+++ Passage shown
Wednesday 14 October 2009

the brave experience


I so hate writing anything negative, especially not secretly hidden in one of my notebooks, but instead in public -- especially about artists or people trying to present them or their work.  yesterday’s blog didn’t sit well with me, but I did feel it warranted saying.

 

Tonight I was privileged to go to a screening of Samantha Morton’s stunning film The Unloved at London Film School.  Additionally, the directress was present for a Q&A after the film.  (Why  not directress??)

 

The Unloved is the diametric opposite of The Girlfriend Experience.  It’s a piece of cinema created to fill a need – a need in an artist and I daresay a need in her community.  A need in my community.

 

I volunteered with foster youth for about 6 years in Los Angeles.  Long enough to know that this safety net presents so little safety it’s daily frightening.  Long enough to know we need to do much better.

 

When coaching youth poetry, I became close to a small group of teens – mostly girls.  That birthed a spoken word piece, but despite the number of times I related my experiences with and feelings about the foster care system to people to hear that that was a movie I should make – I could never do it.  It never felt right.  It never felt real.  It felt like there’d be no way to write a movie about these lives without inviting exploitation into the process.
++++++
(Stated goal)
Decide whether each statement below agrees with the blog post above. Answer yes or no for each, and quote the words of the blog post that settle it.
(a) The writer volunteered with foster youth in Los Angeles for about six years.
(b) The director of The Unloved was absent from the screening.
(c) The writer describes The Unloved as similar to The Girlfriend Experience.
+++ Information provided
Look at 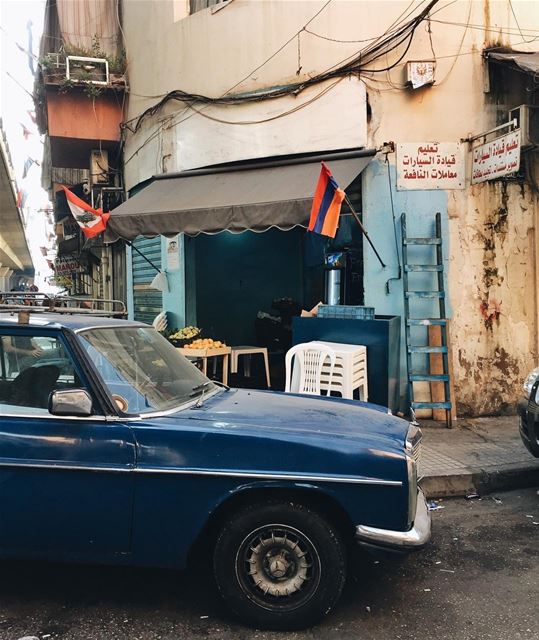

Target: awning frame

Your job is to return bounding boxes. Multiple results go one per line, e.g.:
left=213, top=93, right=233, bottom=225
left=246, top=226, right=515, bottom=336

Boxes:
left=105, top=148, right=376, bottom=242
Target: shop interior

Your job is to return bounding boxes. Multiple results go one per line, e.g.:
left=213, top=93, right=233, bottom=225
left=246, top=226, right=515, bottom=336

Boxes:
left=186, top=176, right=364, bottom=389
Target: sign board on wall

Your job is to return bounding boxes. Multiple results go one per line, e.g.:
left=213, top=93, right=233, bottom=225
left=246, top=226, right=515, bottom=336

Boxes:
left=166, top=236, right=180, bottom=271
left=54, top=254, right=80, bottom=276
left=472, top=129, right=520, bottom=184
left=397, top=142, right=465, bottom=191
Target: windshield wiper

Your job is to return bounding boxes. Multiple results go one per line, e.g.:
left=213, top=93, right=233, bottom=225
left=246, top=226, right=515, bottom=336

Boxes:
left=189, top=380, right=212, bottom=398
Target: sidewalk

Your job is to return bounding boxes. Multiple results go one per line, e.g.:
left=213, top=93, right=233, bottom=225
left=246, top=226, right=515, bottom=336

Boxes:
left=419, top=416, right=539, bottom=498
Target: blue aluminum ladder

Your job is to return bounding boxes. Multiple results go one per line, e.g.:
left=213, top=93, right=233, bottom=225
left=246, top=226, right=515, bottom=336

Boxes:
left=401, top=213, right=452, bottom=427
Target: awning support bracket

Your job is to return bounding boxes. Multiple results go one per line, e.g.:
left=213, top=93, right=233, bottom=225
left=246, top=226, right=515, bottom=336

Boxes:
left=344, top=193, right=386, bottom=269
left=129, top=240, right=161, bottom=273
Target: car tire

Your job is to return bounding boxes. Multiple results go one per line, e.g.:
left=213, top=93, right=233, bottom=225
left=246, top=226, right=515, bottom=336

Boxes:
left=214, top=501, right=346, bottom=630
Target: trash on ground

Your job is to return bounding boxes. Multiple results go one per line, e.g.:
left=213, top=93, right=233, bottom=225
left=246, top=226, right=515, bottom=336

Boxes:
left=427, top=501, right=444, bottom=511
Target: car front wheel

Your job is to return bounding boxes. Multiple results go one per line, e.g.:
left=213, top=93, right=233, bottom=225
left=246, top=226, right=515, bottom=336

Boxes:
left=214, top=502, right=346, bottom=629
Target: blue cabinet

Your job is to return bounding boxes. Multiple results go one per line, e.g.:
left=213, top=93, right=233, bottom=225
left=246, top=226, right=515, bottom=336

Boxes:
left=292, top=316, right=401, bottom=413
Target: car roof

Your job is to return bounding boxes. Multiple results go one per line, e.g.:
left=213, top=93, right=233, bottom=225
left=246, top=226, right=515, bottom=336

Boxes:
left=0, top=312, right=149, bottom=331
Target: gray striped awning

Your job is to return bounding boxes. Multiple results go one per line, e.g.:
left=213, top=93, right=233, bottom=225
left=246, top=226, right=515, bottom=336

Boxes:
left=105, top=149, right=376, bottom=242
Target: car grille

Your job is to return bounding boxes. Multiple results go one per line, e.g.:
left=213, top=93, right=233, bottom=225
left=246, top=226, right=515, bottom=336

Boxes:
left=406, top=424, right=423, bottom=464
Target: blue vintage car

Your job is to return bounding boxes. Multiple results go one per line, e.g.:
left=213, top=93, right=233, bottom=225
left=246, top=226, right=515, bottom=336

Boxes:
left=0, top=312, right=430, bottom=629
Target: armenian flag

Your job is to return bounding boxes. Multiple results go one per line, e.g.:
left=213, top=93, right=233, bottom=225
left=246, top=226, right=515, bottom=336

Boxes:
left=308, top=162, right=346, bottom=238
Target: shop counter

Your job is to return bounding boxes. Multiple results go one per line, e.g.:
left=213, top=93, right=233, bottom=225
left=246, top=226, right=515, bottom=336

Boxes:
left=176, top=347, right=232, bottom=384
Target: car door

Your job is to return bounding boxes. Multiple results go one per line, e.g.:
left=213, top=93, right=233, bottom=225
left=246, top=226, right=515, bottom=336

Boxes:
left=0, top=327, right=135, bottom=556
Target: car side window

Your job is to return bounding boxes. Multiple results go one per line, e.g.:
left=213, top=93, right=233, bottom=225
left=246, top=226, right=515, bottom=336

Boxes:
left=0, top=333, right=81, bottom=415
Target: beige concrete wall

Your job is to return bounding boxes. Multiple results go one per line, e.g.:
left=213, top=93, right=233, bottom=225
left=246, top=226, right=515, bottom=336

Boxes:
left=124, top=0, right=539, bottom=414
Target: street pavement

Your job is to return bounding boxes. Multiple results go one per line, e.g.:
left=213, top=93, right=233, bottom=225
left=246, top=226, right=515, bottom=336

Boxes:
left=419, top=415, right=539, bottom=497
left=0, top=486, right=539, bottom=640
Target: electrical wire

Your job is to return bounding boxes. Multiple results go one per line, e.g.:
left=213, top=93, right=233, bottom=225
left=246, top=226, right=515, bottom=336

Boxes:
left=436, top=0, right=473, bottom=87
left=120, top=0, right=439, bottom=133
left=188, top=78, right=344, bottom=125
left=224, top=0, right=332, bottom=95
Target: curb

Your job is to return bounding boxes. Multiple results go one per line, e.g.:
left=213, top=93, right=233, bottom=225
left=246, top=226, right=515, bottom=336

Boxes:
left=419, top=465, right=539, bottom=498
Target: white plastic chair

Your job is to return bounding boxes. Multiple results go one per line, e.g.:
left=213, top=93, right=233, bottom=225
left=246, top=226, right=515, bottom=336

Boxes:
left=285, top=342, right=336, bottom=396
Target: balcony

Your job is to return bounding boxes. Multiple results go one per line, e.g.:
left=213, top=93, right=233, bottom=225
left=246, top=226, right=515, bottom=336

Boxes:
left=36, top=53, right=126, bottom=169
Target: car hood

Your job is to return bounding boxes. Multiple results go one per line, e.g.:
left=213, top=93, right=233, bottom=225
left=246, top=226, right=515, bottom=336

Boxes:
left=178, top=389, right=409, bottom=451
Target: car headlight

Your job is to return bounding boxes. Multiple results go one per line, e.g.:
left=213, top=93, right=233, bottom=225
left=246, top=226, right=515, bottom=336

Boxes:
left=523, top=367, right=539, bottom=401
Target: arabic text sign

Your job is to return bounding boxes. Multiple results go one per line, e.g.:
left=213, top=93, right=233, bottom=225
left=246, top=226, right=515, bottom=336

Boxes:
left=397, top=142, right=465, bottom=191
left=472, top=129, right=520, bottom=184
left=54, top=254, right=80, bottom=276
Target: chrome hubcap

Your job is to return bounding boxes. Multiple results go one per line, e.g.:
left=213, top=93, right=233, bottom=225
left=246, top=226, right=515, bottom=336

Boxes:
left=238, top=525, right=319, bottom=599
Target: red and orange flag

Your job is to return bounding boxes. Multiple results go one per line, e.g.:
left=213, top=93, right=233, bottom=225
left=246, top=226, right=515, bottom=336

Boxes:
left=308, top=162, right=346, bottom=238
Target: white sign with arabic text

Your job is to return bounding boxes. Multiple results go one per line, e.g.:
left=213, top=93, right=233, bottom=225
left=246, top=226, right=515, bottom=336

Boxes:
left=397, top=142, right=465, bottom=191
left=472, top=129, right=520, bottom=184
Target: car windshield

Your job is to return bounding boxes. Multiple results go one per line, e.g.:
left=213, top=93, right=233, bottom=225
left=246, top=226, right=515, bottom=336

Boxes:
left=79, top=326, right=217, bottom=414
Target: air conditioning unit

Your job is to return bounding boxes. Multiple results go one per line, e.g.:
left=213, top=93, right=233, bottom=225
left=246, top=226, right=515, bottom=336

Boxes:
left=509, top=104, right=539, bottom=147
left=90, top=149, right=110, bottom=185
left=66, top=56, right=109, bottom=85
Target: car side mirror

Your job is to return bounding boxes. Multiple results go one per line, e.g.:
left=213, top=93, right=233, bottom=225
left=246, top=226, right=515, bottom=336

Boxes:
left=49, top=389, right=92, bottom=418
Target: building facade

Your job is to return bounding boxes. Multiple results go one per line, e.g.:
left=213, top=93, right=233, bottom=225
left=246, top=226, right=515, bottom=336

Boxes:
left=112, top=0, right=539, bottom=415
left=0, top=121, right=35, bottom=291
left=34, top=0, right=126, bottom=299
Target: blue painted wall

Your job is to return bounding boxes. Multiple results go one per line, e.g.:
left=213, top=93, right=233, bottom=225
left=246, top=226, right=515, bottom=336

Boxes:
left=363, top=160, right=451, bottom=411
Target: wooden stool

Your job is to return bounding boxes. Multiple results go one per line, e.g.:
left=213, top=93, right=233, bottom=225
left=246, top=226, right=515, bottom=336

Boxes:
left=230, top=346, right=271, bottom=389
++++++
(Worked solution)
(a) Yes: "I volunteered with foster youth for about 6 years in Los Angeles."
(b) No: "the directress was present for a Q&A after the film."
(c) No: "The Unloved is the diametric opposite of The Girlfriend Experience."